§ INFORMATION SHOWN:
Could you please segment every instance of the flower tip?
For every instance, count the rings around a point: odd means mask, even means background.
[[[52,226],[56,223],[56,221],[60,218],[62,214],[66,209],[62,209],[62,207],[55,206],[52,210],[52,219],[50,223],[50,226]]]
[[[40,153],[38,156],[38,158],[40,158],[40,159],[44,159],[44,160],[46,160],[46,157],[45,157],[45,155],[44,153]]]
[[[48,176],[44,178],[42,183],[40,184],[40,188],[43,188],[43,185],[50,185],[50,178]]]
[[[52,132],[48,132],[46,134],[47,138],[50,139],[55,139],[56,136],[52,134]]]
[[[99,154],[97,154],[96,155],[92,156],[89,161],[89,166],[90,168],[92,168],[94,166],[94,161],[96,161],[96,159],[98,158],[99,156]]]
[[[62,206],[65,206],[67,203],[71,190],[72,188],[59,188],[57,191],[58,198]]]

§ EXERCISE INSTRUCTIONS: Scale the material above by rewriting every line, requests included, and multiply each polygon coordinate in the answers by 1.1. Round the results to whole numbers, with halves rounded up.

§ REPLY:
Could you please segment every instance of the flower tip?
For every instance, count the rings around a point: odd means mask, even means background.
[[[57,249],[62,245],[62,243],[66,240],[68,235],[73,230],[68,230],[68,228],[61,227],[57,231],[57,241],[55,245],[55,249]]]
[[[44,168],[42,172],[42,174],[44,174],[44,175],[48,175],[48,176],[51,176],[51,173],[50,173],[50,171],[48,168]]]
[[[53,194],[48,196],[46,201],[44,202],[44,207],[47,207],[47,204],[55,204],[55,196]]]
[[[57,145],[53,145],[51,147],[52,152],[55,153],[61,153],[62,150],[57,147]]]
[[[109,169],[107,169],[106,171],[101,172],[98,177],[98,183],[99,185],[101,185],[103,183],[103,177],[106,177],[106,175],[108,174],[109,172]]]
[[[68,227],[72,227],[74,223],[78,209],[79,207],[65,207],[63,210],[64,218]]]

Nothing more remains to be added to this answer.